→ TEXT EXCERPT
※

The New Structure of the Venture Capital industry
The plummeting cost of getting a first product to market (particularly for Internet startups) has shaken up the venture capital industry. Venture capital used to be a tight club clustered around formal firms located in Silicon Valley, Boston, and New York. While those firms are still there (and getting larger), the pool of money that invests risk capital in startups has expanded, and a new class of investors has emerged. New groups of VC’s, super angels, smaller than the traditional multi-hundred million dollar VC fund, can make small investments necessary to get a consumer internet startup launched. These angels make lots of early bets and double-down when early results appear. (And the results do appear years earlier then in a traditional startup.)

In addition to super angels, incubators like Y Combinator, TechStars and the 100+ plus others worldwide like them have begun to formalize seed-investing. They pay expenses in a formal 3-month program while a startup builds something impressive enough to raise money on a larger scale.

Finally, venture capital and angel investing is no longer a U.S. or Euro-centric phenomenon. Risk capital has emerged in China, India and other countries where risk taking, innovation and liquidity is encouraged, on a scale previously only seen in the U.S.

The emergence of incubators and super angels have dramatically expanded the sources of seed capital. The globalization of entrepreneurship means the worldwide pool of potential startups has increased at least ten fold since the turn of this century.

Entrepreneurship as Its Own Management Science
Over the last ten years, entrepreneurs began to understand that startups were not simply smaller versions of large companies. While companies execute business models, startups search for a business model. (Or more accurately, startups are a temporary organization designed to search for a scalable and repeatable business model.)

Instead of adopting the management techniques of large companies, which too often stifle innovation in a young start up, entrepreneurs began to develop their own management tools. Using the business model / customer development / agile development solution stack, entrepreneurs first map their assumptions (their business model) and then test these hypotheses with customers outside in the field (customer development) and use an iterative and incremental development methodology (agile development) to build the product. When founders discover their assumptions are wrong, as they inevitably will, the result isn’t a crisis, it’s a learning event called a pivot — and an opportunity to change the business model.

The result, startups now have tools that speed up the search for customers, reduce time to market and slash the cost of development.

Consumer Internet Driving Innovation
In the 1950’s and ‘60’s U.S. Defense and Intelligence organizations drove the pace of innovation in Silicon Valley by providing research and development dollars to universities, and purchased weapons systems that used the valley’s first microwave and semiconductor components. In the 1970’s, 80’s and 90’s, momentum shifted to the enterprise as large businesses supported innovation in PC’s, communications hardware and enterprise software. Government and the enterprise are now followers rather than leaders. Today, it’s the consumer – specifically consumer Internet companies – that are the drivers of innovation. When the product and channel are bits, adoption by 10’s and 100’s of millions users can happen in years versus decades.

※

→ TASKS TO CARRY OUT
1. In the excerpt on venture capital and startups, how long is the formal program in which incubators pay a startup's expenses?
2. Restate as a bulleted list the paragraph of the excerpt on venture capital and startups that begins "Instead of adopting the management techniques", keeping its main facts.
3. Output the part of the excerpt on venture capital and startups between "Instead of adopting" and "the business model.", inclusive.

→ DATASET RECORDS
※

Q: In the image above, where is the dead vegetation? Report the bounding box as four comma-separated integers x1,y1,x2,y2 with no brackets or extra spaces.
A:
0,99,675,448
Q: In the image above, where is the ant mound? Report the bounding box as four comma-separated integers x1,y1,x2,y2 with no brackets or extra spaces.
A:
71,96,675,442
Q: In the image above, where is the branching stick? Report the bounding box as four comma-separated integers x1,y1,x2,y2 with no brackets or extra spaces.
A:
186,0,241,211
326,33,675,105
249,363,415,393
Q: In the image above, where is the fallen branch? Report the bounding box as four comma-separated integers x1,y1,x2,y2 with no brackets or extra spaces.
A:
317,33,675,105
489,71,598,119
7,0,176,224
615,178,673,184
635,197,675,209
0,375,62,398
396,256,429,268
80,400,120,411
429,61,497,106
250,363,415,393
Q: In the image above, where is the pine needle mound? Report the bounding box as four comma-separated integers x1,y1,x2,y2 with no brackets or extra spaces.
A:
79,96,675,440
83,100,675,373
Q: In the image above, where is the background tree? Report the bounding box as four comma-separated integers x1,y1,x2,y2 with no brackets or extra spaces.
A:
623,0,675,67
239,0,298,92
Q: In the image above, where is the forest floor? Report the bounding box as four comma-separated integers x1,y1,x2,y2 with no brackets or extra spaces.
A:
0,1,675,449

※

→ SOLUTIONS TO THE EXERCISE
1. Three months.

2.
- Entrepreneurs developed their own management tools instead of adopting large-company techniques, which too often stifle innovation in a young startup.
- They use a solution stack of business model, customer development and agile development.
- They first map their assumptions, which form the business model.
- They test these hypotheses with customers in the field through customer development.
- They build the product with an iterative and incremental method through agile development.
- When assumptions prove wrong, as they inevitably will, the result is a learning event called a pivot rather than a crisis. It is also an opportunity to change the business model.

3.
Instead of adopting the management techniques of large companies, which too often stifle innovation in a young start up, entrepreneurs began to develop their own management tools. Using the business model / customer development / agile development solution stack, entrepreneurs first map their assumptions (their business model) and then test these hypotheses with customers outside in the field (customer development) and use an iterative and incremental development methodology (agile development) to build the product. When founders discover their assumptions are wrong, as they inevitably will, the result isn’t a crisis, it’s a learning event called a pivot — and an opportunity to change the business model.